Information shown:
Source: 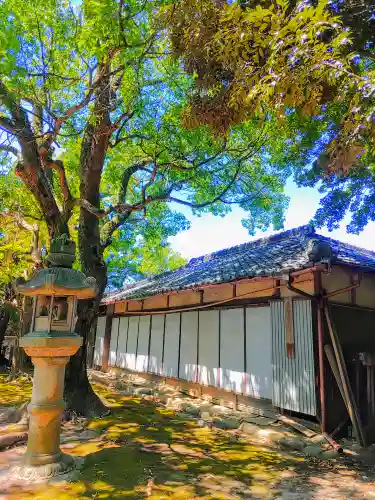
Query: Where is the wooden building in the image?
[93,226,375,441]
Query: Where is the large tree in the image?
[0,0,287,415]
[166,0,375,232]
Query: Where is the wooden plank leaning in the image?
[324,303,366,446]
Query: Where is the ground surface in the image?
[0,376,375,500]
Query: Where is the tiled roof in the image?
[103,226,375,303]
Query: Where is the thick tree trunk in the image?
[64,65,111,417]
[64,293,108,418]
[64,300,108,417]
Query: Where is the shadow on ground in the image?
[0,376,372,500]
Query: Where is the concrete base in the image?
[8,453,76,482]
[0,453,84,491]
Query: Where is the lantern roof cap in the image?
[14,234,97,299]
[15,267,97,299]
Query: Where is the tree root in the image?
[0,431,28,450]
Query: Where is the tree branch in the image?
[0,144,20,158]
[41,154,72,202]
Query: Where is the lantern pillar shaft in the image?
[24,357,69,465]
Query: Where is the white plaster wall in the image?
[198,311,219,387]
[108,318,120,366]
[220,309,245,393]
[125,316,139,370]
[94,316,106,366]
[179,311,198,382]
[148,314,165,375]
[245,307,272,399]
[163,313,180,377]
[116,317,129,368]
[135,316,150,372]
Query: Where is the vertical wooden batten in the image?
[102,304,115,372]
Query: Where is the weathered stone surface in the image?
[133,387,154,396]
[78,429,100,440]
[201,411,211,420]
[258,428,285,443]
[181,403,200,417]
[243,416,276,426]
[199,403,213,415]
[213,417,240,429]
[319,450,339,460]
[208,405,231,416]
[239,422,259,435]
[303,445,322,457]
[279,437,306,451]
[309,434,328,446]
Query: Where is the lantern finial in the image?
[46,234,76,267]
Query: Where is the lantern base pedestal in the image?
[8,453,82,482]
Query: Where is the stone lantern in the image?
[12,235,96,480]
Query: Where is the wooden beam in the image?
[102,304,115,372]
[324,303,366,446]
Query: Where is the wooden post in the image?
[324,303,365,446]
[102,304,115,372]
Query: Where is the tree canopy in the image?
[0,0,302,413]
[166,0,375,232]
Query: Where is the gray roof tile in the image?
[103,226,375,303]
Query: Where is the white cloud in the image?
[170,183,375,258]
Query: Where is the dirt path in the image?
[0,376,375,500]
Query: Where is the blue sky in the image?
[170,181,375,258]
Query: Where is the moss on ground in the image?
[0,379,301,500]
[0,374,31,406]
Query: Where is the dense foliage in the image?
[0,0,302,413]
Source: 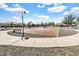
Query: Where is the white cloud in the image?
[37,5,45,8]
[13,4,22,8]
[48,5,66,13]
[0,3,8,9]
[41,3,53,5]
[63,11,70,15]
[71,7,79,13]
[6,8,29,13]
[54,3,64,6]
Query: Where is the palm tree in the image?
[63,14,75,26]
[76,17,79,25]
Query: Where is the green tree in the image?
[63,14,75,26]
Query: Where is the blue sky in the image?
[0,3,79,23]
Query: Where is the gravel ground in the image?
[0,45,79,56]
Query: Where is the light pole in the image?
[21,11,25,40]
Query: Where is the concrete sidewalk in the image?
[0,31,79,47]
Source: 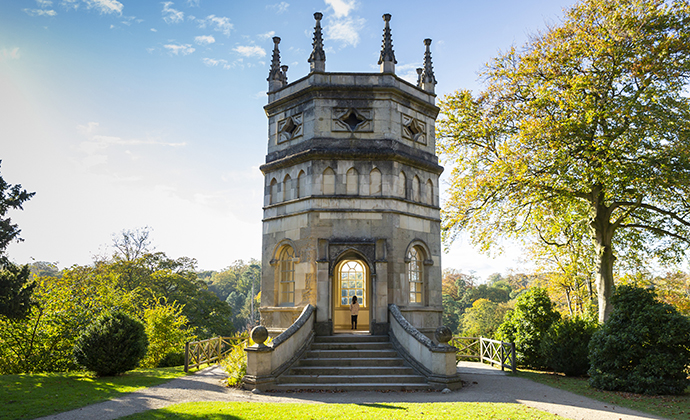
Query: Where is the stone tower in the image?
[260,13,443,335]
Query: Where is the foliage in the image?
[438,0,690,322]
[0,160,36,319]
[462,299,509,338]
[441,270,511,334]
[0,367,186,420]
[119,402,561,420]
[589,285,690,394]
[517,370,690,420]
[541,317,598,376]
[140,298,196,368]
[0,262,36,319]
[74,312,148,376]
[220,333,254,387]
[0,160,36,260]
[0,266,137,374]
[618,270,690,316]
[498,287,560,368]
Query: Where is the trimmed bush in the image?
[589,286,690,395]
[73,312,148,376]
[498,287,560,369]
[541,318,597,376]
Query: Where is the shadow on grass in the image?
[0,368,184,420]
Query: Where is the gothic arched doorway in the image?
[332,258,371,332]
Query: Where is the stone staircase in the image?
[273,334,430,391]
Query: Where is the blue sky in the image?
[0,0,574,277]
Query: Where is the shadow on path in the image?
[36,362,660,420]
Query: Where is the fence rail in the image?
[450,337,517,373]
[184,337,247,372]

Task brief: Copy out every line of the records above verbatim, but leave the pictures out.

Response for this exercise:
Source: 
Query: Where is the wooden building in the image?
[93,226,375,441]
Query: Where is the large tree in the image?
[0,0,287,415]
[166,0,375,232]
Query: Where is the wooden plank leaning in the image?
[324,303,366,446]
Query: Where is the ground surface in the image?
[0,376,375,500]
Query: Where is the tiled roof in the image?
[103,226,375,303]
Query: Where is the thick tree trunk in the image?
[64,65,111,417]
[64,293,108,418]
[64,300,108,417]
Query: Where is the shadow on ground in the image?
[0,376,372,500]
Query: Where is the concrete base in the image?
[8,453,76,482]
[0,453,84,491]
Query: Where is the lantern roof cap in the image?
[14,234,97,299]
[15,267,97,299]
Query: Where is the tree root in the image?
[0,431,28,450]
Query: Where is the tree branch in the image?
[0,144,20,158]
[41,154,72,202]
Query: Where is the lantern pillar shaft in the image?
[24,357,69,465]
Query: Where is the white plaster wall in the image?
[198,311,219,387]
[108,318,120,366]
[220,309,245,393]
[125,316,139,370]
[94,316,106,366]
[179,311,198,382]
[148,314,165,375]
[245,307,272,399]
[163,313,180,377]
[116,317,129,368]
[135,316,150,372]
Query: Where is the vertical wooden batten in the image?
[102,304,115,372]
Query: Where is the weathered stone surface in the image?
[133,387,154,396]
[78,429,100,440]
[201,411,211,420]
[258,428,285,443]
[181,403,200,417]
[243,416,276,426]
[199,403,213,415]
[213,417,240,429]
[319,450,339,460]
[208,405,231,416]
[239,422,259,435]
[303,445,322,457]
[279,437,306,451]
[309,434,328,446]
Query: Where is the lantern finial in the image?
[46,234,76,267]
Query: Where is the lantern base pedestal in the image?
[8,453,82,482]
Query: Where is the stone lantern in the image?
[12,235,96,480]
Query: Where is the wooden beam in the image?
[102,304,115,372]
[324,303,366,446]
Query: Where is the wooden post in the image?
[324,303,365,446]
[102,304,115,372]
Query: Where is the tree canopy in the image?
[0,0,302,413]
[166,0,375,232]
Query: Where is the gray roof tile in the image?
[103,226,375,303]
Query: Where is the white cloud in the image?
[170,183,375,258]
Query: Where is the dirt path in the image?
[0,376,375,500]
Query: Where is the blue sky in the image?
[170,181,375,258]
Query: Where is the moss on ground in the image?
[0,379,301,500]
[0,374,31,406]
Query: Where is the dense foliage in the image?
[0,0,302,413]
Source: 
Query: Where is the white cloud in the image?
[37,5,45,8]
[13,4,22,8]
[48,5,66,13]
[0,3,8,9]
[41,3,53,5]
[63,11,70,15]
[71,7,79,13]
[6,8,29,13]
[54,3,64,6]
Query: Where is the palm tree in the image?
[63,14,75,26]
[76,17,79,25]
Query: Where is the green tree in the image?
[63,14,75,26]
Query: Where is the blue sky in the image?
[0,3,79,23]
Query: Where is the gravel ground in the image?
[0,45,79,56]
Query: Where is the light pole in the image?
[21,11,25,40]
Query: Where is the concrete sidewalk in the image?
[0,31,79,47]
Source: 
Query: Where is the stone tower in the image?
[260,13,443,335]
Query: Where is the foliage in the image?
[438,0,690,322]
[0,160,36,319]
[462,299,509,338]
[441,270,511,334]
[0,367,186,420]
[119,402,561,420]
[589,285,690,394]
[517,370,690,420]
[541,317,598,376]
[140,298,196,368]
[0,262,36,319]
[74,312,148,376]
[220,333,254,387]
[0,160,36,260]
[0,266,137,374]
[618,270,690,316]
[498,287,560,368]
Query: Where is the trimmed bush in the image?
[589,286,690,395]
[73,312,148,376]
[498,287,560,369]
[541,318,597,376]
Query: Where is the shadow on grass in the image?
[0,368,184,420]
Query: Where is the gothic arched doorway in the image?
[332,258,371,332]
Query: Where is the stone staircase in the image?
[273,334,430,391]
Query: Where is the blue sky in the image?
[0,0,574,277]
Query: Where is the shadow on path in the image?
[36,362,660,420]
Query: Where is the fence rail in the image?
[450,337,517,373]
[184,337,247,372]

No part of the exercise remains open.